DATA SUPPLIED:
* begin *
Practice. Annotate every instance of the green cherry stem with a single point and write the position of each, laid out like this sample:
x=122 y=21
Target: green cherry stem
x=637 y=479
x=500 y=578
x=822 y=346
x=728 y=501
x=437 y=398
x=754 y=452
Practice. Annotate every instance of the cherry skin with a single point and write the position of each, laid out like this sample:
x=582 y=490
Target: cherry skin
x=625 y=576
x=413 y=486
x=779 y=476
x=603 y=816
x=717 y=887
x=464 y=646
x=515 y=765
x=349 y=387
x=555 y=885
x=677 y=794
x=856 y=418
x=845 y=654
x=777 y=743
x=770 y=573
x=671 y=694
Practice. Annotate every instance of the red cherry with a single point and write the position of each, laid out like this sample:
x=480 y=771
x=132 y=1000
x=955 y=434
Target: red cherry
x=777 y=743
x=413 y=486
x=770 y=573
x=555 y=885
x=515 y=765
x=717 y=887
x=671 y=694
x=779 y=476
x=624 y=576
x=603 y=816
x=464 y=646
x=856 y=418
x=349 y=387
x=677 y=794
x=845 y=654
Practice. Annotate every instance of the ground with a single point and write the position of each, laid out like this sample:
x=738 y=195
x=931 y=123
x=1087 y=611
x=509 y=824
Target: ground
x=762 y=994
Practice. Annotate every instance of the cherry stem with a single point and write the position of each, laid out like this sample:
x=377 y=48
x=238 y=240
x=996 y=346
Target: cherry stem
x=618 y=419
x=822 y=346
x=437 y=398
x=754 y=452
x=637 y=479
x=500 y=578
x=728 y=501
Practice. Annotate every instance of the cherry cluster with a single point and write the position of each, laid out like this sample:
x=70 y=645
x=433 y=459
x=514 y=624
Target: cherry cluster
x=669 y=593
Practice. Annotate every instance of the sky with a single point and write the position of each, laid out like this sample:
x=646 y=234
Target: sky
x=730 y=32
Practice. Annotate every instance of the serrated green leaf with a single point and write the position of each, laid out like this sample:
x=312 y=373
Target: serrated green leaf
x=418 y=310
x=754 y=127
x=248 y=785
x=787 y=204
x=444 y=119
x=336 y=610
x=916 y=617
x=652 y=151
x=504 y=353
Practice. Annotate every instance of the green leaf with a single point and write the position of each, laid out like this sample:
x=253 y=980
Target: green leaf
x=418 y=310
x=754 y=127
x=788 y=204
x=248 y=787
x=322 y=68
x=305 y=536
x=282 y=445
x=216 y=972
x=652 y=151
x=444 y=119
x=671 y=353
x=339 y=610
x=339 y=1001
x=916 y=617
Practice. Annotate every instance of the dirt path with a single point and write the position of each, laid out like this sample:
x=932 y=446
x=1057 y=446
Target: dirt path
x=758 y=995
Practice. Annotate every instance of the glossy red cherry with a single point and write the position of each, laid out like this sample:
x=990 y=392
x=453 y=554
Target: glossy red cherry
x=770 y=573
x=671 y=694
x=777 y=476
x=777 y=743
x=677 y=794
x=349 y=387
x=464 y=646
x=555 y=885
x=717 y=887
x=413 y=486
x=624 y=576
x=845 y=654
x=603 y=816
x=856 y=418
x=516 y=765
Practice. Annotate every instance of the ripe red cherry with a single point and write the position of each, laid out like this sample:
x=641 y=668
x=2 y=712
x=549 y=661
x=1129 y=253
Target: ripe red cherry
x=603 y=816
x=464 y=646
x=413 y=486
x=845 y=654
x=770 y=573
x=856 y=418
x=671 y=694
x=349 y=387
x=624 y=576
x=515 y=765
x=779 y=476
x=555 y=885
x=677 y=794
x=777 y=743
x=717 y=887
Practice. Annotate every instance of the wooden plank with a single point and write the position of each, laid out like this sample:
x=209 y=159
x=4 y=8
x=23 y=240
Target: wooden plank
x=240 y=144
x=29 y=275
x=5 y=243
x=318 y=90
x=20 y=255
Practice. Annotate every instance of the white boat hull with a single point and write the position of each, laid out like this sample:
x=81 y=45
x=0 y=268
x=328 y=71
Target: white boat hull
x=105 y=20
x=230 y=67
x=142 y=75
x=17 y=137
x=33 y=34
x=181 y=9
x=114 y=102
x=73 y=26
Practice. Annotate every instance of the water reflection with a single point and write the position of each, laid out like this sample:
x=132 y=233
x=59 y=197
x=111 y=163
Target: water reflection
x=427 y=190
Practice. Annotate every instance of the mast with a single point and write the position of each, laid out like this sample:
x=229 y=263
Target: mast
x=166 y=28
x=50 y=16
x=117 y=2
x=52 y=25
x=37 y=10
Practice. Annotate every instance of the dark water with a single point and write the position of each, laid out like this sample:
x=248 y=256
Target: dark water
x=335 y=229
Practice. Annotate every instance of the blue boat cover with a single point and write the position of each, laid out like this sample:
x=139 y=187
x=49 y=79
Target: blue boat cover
* end *
WRITTEN REQUEST: Swap "Annotate" for "Mark" wherever it occurs in the material above, and return all of its lines with nothing else altered.

EXERCISE OUTPUT:
Practice. Mark every instance of the green cherry stem with a single point and write the position of each, laid out like this sample:
x=122 y=21
Target: green cherry stem
x=637 y=479
x=500 y=578
x=822 y=346
x=728 y=501
x=437 y=398
x=754 y=452
Practice. Mark every instance of the cherry skin with a single point and write the position of each, laid out like this sample:
x=582 y=490
Target: cherry skin
x=625 y=576
x=413 y=486
x=779 y=476
x=603 y=816
x=717 y=887
x=464 y=646
x=515 y=765
x=349 y=387
x=555 y=885
x=677 y=794
x=856 y=418
x=845 y=654
x=777 y=743
x=770 y=573
x=671 y=694
Practice. Mark every instance of the red cherry with a single point and write the position of each, laid out like this sample:
x=480 y=771
x=132 y=1000
x=955 y=434
Target: red cherry
x=777 y=743
x=413 y=486
x=770 y=573
x=555 y=885
x=515 y=765
x=717 y=887
x=671 y=694
x=779 y=476
x=624 y=576
x=603 y=816
x=464 y=646
x=856 y=418
x=349 y=387
x=677 y=794
x=845 y=654
Practice. Mark every instance of the ground with a single point and write the position of each, laid out like this sample:
x=738 y=195
x=931 y=123
x=1087 y=611
x=509 y=824
Target: ground
x=762 y=994
Practice. Mark every instance of the cherry stem with a single point and write the position of each, laid out like this sample:
x=377 y=48
x=238 y=240
x=996 y=346
Target: cherry stem
x=618 y=419
x=822 y=346
x=437 y=398
x=754 y=452
x=637 y=479
x=500 y=578
x=728 y=501
Practice. Mark every instance of the cherry cluster with a single point and write the position of each, laid out like this sample:
x=70 y=645
x=433 y=459
x=514 y=624
Target: cherry cluster
x=669 y=593
Practice. Mark every instance of the sky with a single point and write the position of each, laid out like this sample:
x=646 y=234
Target: sky
x=730 y=32
Practice. Mark every instance of the serrated green leaf with a single point and write the position of each, laid out like this sample:
x=312 y=373
Target: serrated green leaf
x=418 y=310
x=754 y=127
x=248 y=785
x=787 y=204
x=444 y=119
x=336 y=610
x=916 y=617
x=652 y=151
x=504 y=353
Practice. Mark every instance of the green leaf with a single point and write the position of each, laid out like this sample:
x=253 y=980
Target: green leaf
x=418 y=310
x=754 y=127
x=788 y=204
x=248 y=787
x=322 y=68
x=305 y=536
x=282 y=445
x=216 y=972
x=652 y=151
x=444 y=119
x=671 y=353
x=339 y=610
x=339 y=1001
x=916 y=617
Practice. Mark every instance of the dirt path with a single point and write the position of each, laid out like this sample:
x=932 y=446
x=1057 y=446
Target: dirt path
x=758 y=995
Practice. Mark every instance of the glossy red cherry with a single point and write the position of each, laid out like this sample:
x=990 y=392
x=453 y=554
Target: glossy red cherry
x=770 y=573
x=671 y=694
x=777 y=476
x=777 y=743
x=677 y=794
x=349 y=387
x=464 y=646
x=555 y=885
x=717 y=887
x=413 y=486
x=624 y=576
x=845 y=654
x=603 y=816
x=856 y=418
x=516 y=765
Practice. Mark every instance of the ripe red cherry with a single point and write the position of each, laid out like this sample:
x=641 y=668
x=2 y=712
x=549 y=661
x=1129 y=253
Target: ripe red cherry
x=603 y=816
x=464 y=646
x=413 y=486
x=845 y=654
x=770 y=573
x=856 y=418
x=671 y=694
x=349 y=387
x=624 y=576
x=515 y=765
x=779 y=476
x=555 y=885
x=677 y=794
x=777 y=743
x=717 y=887
Practice. Mark every instance of the wooden plank with a single point and write the position of each, laid out like this sample:
x=209 y=159
x=4 y=8
x=23 y=240
Target: wooden plank
x=240 y=144
x=29 y=275
x=5 y=243
x=318 y=90
x=20 y=255
Practice. Mark every instance of the white boat hull with a single point and write the position of each, laid out like this sample:
x=81 y=45
x=0 y=268
x=328 y=71
Target: white boat hull
x=105 y=20
x=230 y=67
x=142 y=75
x=17 y=137
x=33 y=34
x=181 y=9
x=114 y=102
x=73 y=26
Practice. Mark every instance of the water reflection with a single point and write the position of each, laid out like this sample:
x=132 y=233
x=59 y=197
x=111 y=163
Target: water reflection
x=427 y=190
Practice. Mark every instance of the mast with a single point and write the position of each, laid out like this sample:
x=229 y=263
Target: mast
x=166 y=28
x=50 y=16
x=117 y=2
x=52 y=25
x=37 y=10
Practice. Mark every instance of the dark water with a single point and write the position of each, laid out like this sample:
x=248 y=256
Target: dark water
x=335 y=229
Practice. Mark every instance of the blue boat cover with a single point and write the position of each, laid out like this sample:
x=139 y=187
x=49 y=79
Target: blue boat cover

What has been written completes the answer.